▶ [Excerpts of pointing data]
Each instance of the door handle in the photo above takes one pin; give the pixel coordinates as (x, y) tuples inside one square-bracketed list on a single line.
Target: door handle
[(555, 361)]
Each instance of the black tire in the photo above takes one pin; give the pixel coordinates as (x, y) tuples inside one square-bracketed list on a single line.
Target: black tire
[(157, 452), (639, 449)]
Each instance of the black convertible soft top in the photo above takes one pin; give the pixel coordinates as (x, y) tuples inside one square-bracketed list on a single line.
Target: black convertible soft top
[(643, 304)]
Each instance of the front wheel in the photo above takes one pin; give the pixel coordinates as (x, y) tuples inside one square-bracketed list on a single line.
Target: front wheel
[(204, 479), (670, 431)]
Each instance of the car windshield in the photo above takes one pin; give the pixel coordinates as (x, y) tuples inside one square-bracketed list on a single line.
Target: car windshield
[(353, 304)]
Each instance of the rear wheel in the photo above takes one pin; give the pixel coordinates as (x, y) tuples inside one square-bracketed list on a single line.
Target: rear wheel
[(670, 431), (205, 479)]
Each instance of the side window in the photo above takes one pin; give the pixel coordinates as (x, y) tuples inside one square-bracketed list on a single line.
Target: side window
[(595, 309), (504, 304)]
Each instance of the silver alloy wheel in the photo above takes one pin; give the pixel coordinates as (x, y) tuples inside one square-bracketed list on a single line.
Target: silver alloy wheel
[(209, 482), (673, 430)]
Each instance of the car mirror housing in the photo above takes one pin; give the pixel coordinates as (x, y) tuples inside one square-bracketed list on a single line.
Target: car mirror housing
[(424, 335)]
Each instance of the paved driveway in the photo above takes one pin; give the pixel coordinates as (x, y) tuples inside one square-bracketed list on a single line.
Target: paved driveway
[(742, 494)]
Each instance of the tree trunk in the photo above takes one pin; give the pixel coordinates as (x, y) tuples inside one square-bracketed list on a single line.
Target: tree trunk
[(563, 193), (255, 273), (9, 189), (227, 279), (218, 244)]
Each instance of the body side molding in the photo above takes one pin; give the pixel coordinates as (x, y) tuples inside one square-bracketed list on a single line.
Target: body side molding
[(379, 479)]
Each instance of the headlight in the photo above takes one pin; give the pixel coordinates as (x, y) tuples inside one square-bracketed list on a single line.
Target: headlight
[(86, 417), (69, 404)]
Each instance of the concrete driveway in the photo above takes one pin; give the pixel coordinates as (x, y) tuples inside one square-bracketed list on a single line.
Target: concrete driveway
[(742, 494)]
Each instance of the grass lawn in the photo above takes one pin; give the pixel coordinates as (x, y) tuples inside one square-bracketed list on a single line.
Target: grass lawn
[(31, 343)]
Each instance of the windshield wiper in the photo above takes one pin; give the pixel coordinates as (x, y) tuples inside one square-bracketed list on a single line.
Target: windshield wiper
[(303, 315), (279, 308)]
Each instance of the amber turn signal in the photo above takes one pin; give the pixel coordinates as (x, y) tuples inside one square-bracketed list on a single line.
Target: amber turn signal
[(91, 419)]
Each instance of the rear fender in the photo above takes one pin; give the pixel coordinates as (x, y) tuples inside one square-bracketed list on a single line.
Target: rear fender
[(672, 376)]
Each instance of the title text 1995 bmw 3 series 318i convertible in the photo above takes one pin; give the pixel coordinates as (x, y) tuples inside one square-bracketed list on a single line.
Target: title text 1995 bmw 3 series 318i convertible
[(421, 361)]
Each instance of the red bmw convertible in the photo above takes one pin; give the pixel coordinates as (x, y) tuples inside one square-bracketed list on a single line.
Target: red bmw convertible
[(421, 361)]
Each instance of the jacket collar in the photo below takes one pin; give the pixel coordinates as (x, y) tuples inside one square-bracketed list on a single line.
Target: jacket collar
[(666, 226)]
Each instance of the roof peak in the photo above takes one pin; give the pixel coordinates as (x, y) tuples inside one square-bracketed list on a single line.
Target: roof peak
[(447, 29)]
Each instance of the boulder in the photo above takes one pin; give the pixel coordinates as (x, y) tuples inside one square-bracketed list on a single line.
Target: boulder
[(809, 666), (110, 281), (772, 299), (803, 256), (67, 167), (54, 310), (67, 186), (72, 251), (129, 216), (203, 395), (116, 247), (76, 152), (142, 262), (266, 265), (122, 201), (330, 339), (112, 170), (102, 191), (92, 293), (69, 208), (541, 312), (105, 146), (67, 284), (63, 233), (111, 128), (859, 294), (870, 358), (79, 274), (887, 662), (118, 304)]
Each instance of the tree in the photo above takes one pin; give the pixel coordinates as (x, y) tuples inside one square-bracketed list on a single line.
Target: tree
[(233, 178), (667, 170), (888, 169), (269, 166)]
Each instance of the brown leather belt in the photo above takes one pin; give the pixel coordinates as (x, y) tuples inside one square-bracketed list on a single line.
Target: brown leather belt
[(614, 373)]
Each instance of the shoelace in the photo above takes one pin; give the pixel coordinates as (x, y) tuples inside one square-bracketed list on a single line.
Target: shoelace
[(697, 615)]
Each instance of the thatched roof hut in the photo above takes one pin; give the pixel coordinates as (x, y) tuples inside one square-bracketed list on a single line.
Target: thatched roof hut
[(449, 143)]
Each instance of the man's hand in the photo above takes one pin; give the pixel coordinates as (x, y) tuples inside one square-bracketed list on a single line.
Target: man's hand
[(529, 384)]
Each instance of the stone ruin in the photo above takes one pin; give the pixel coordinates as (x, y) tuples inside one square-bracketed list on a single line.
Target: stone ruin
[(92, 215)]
* * *
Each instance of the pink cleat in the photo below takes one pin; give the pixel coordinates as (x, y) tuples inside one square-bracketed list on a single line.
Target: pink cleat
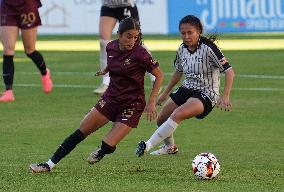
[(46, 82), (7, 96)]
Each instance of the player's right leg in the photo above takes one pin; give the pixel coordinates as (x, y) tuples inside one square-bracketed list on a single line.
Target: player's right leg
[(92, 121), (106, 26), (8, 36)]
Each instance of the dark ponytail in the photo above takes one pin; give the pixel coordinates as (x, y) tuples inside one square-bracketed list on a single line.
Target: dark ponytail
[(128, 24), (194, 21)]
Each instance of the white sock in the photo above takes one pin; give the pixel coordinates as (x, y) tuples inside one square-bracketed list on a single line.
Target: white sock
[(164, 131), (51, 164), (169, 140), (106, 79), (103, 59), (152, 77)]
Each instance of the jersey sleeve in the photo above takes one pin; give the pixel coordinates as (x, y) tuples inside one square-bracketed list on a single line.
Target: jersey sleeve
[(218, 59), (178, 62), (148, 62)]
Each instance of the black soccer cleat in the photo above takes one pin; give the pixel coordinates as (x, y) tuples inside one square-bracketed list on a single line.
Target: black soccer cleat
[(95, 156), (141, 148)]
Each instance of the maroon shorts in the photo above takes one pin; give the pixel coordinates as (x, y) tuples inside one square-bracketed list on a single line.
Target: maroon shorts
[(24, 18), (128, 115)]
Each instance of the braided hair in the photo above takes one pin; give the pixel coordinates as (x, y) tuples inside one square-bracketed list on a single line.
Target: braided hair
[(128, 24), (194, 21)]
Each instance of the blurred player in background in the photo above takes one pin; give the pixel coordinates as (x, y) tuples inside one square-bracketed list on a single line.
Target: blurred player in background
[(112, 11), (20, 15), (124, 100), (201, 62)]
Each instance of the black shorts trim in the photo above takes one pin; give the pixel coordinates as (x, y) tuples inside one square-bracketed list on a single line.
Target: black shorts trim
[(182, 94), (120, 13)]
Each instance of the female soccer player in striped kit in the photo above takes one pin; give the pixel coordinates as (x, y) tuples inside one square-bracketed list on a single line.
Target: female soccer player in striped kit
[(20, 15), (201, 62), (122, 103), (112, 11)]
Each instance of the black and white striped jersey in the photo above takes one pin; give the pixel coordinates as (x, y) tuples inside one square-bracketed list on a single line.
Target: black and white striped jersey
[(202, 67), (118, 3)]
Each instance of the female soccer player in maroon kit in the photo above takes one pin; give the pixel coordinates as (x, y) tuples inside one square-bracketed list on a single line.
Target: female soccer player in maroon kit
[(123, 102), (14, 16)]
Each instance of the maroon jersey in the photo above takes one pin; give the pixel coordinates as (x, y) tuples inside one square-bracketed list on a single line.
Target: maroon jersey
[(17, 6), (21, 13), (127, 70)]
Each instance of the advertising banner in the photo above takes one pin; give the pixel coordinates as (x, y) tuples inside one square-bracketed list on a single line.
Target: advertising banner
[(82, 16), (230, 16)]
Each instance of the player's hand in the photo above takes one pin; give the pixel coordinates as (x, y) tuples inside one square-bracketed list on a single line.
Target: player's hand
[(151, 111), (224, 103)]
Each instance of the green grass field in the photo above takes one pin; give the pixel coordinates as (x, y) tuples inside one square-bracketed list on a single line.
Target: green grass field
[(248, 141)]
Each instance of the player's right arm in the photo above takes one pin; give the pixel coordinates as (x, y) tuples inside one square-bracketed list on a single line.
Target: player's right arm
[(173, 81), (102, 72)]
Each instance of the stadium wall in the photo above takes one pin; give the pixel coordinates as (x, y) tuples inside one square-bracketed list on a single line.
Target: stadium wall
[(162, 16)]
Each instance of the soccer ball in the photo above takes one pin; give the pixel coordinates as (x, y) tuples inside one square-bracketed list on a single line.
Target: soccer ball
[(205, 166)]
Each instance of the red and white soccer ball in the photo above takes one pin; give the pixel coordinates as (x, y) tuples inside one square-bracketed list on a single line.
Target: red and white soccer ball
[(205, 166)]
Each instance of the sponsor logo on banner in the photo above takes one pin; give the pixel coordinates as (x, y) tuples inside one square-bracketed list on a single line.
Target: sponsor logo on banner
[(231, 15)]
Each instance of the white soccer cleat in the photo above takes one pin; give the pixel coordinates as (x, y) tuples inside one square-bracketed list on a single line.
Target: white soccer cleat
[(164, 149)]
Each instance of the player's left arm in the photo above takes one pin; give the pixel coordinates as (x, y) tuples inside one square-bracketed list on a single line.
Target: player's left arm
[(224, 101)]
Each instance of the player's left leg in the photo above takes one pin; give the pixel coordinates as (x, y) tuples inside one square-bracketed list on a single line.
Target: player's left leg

▶ [Exercise brief]
Copy out the lines starting with the line with "Each instance of the door" and going on through the line with "[(204, 479), (670, 431)]", with "Target" swapped for "Item" everywhere and nothing else changed.

▶ [Solution]
Each instance of the door handle in the photo above takes one pin; give the pixel coordinates as (x, y) tuples inside one square-bracketed list on a single line.
Item: door handle
[(555, 361)]
Each instance of the black tire in the photo above takes one pin; give the pixel coordinates as (x, y) tuples inside one square-bracketed list on a single line.
Item: black tire
[(157, 452), (639, 449)]
Each instance of the black convertible soft top in the photo above takes one pin; give the pixel coordinates as (x, y) tuples inside one square-bracketed list on a single line.
Item: black convertible soft top
[(643, 304)]
Each instance of the front wheel in the photo above takes one pin; give the pixel coordinates as (x, y) tuples inside one square-bracketed list on a single line.
Item: front wheel
[(204, 479), (670, 431)]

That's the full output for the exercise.